▸ The exercise:
Copy out every line of the items below that contains the word "wall", matching its capitalization exactly.
(begin)
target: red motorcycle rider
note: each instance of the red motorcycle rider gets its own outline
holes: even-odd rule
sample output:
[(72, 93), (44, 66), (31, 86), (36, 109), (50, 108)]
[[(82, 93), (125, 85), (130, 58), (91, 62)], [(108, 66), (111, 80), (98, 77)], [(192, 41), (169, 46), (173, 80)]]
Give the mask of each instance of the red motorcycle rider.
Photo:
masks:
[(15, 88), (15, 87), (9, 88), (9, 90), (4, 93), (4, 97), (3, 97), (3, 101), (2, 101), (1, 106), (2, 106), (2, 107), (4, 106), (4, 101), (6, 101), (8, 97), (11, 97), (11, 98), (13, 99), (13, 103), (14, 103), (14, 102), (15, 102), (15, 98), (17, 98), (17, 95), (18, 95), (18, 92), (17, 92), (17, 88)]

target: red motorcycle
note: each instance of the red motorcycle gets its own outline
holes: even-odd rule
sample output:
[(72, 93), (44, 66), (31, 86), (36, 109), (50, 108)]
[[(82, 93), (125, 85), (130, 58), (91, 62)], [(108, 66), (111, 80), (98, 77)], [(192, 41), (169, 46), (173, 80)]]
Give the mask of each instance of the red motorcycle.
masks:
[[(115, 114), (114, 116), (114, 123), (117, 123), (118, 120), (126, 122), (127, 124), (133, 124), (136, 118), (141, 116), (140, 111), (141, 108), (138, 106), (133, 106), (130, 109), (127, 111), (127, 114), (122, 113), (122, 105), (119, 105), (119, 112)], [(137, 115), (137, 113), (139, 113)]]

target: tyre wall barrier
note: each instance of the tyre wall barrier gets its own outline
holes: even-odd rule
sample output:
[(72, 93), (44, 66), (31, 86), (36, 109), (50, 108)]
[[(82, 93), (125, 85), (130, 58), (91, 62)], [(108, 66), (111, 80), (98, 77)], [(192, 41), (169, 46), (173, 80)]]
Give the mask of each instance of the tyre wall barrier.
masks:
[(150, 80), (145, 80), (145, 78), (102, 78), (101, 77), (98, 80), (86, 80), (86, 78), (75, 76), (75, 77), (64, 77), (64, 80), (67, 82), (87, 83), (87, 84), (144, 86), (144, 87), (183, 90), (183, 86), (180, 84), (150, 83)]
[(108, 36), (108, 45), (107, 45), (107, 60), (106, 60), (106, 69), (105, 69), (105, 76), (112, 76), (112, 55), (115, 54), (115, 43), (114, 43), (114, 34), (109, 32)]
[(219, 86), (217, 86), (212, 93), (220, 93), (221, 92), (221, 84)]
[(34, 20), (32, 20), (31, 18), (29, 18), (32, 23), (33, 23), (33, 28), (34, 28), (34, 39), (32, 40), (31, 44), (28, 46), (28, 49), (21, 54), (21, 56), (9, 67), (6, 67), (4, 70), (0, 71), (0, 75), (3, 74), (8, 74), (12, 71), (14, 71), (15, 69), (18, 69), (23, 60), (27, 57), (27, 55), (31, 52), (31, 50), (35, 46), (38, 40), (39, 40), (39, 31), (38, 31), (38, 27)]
(end)
▸ Final result:
target: tyre wall barrier
note: each instance of the tyre wall barrier gets its own outline
Give the mask of each instance of the tyre wall barrier.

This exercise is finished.